** START EXCERPT TO READ **

Agreed, fuck 'em (not that you were saying that, but I am). My point was I want something like this for projects and bugs I care about in general. I don't care about this bug, but can relate to the cake-maker.

To anyone not yet familiar, Maria is a really exciting fork of MySQL - https://mariadb.org/


Do you have some info about MariaDB adoption rates?


It's recently replaced mysql in redhat builds, so it's definitely on the up.


    > It's recently replaced mysql in redhat builds, so it's definitely on the up.
"Red Hat's Director of Product Marketing, Mark Coggin, told various media outlets that the company has not made any decision or made an announcement about which database technology will be in Red Hat Enterprise Linux 7."

-- "Red Hat Says No MariaDB/MySQL Decision Made." The H Online, 18 June 2013 (http://www.h-online.com/open/news/item/Red-Hat-says-no-Maria...)


And in OpenSuse, Arch and Slakware. Looks like to me the trend is set.


Oracle might not accept bug fixing donations. But it should accept bug fixing patches from an independent developer. And that developer might accept a bug fixing donation.

That's where a service like http://freedomsponsors.org comes in handy ;-)

** END EXCERPT TO READ **
** START DATA ROWS **

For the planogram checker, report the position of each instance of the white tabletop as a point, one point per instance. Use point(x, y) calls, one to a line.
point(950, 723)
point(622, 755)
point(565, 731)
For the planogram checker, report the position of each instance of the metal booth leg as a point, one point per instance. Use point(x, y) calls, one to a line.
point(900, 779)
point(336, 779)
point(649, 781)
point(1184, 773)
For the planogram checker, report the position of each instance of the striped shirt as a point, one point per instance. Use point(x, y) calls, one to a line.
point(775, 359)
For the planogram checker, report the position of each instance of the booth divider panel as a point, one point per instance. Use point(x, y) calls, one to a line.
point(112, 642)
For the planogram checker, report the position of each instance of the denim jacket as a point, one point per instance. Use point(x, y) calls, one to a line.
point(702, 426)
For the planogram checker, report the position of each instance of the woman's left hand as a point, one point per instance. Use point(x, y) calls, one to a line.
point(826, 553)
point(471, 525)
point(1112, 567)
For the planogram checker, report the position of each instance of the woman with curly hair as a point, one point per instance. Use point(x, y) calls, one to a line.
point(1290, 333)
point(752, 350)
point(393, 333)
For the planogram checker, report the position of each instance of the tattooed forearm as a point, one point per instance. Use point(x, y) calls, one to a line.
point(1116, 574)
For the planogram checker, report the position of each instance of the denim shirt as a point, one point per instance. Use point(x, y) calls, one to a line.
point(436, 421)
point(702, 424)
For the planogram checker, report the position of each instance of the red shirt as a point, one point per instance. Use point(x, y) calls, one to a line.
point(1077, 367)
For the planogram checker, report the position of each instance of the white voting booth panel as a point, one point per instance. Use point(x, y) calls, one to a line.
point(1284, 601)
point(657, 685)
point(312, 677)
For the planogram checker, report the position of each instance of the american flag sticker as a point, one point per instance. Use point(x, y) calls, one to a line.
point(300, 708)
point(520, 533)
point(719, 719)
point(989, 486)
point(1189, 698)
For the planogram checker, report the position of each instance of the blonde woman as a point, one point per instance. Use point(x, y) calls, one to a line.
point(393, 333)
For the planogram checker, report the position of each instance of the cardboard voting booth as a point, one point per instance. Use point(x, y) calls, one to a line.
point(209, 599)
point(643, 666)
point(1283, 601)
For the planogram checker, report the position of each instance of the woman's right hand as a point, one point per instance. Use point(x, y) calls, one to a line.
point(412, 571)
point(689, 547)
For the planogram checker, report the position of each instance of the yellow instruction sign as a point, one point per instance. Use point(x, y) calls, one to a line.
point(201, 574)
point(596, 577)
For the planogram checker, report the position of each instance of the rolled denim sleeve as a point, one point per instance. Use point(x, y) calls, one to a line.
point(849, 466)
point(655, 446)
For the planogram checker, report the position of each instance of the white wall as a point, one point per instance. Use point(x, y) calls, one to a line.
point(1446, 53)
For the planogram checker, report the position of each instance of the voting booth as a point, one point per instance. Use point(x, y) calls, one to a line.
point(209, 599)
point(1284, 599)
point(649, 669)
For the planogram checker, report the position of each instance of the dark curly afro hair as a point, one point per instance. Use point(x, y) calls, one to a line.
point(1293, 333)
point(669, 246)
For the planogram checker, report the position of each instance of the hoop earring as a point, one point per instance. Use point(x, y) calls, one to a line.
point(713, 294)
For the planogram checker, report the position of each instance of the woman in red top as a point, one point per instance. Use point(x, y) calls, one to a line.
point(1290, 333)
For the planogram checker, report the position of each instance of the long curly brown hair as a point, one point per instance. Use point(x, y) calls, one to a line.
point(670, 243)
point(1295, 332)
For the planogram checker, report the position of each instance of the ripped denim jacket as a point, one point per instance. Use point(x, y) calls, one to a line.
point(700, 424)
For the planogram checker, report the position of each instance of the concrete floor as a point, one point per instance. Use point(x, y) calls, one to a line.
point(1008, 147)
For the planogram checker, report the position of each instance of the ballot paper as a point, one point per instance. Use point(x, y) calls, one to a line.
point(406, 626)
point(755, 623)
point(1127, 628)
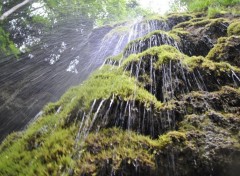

** END DATA ROWS **

WORK INSTRUCTIONS:
**1.** Answer from the MariaDB thread:
(a) What is Maria described as a fork of?
(b) Who is named as Red Hat's Director of Product Marketing?
(c) Besides Red Hat, which distributions are listed in the reply about the trend?
**2.** Copy the MariaDB thread from "Agreed, fuck 'em" up to and including "to the cake-maker.", but rename "cake-maker" to "baker".

RESPONSES:
**1.**
(a) MySQL
(b) Mark Coggin
(c) OpenSuse, Arch and Slakware

**2.**
Agreed, fuck 'em (not that you were saying that, but I am). My point was I want something like this for projects and bugs I care about in general. I don't care about this bug, but can relate to the baker.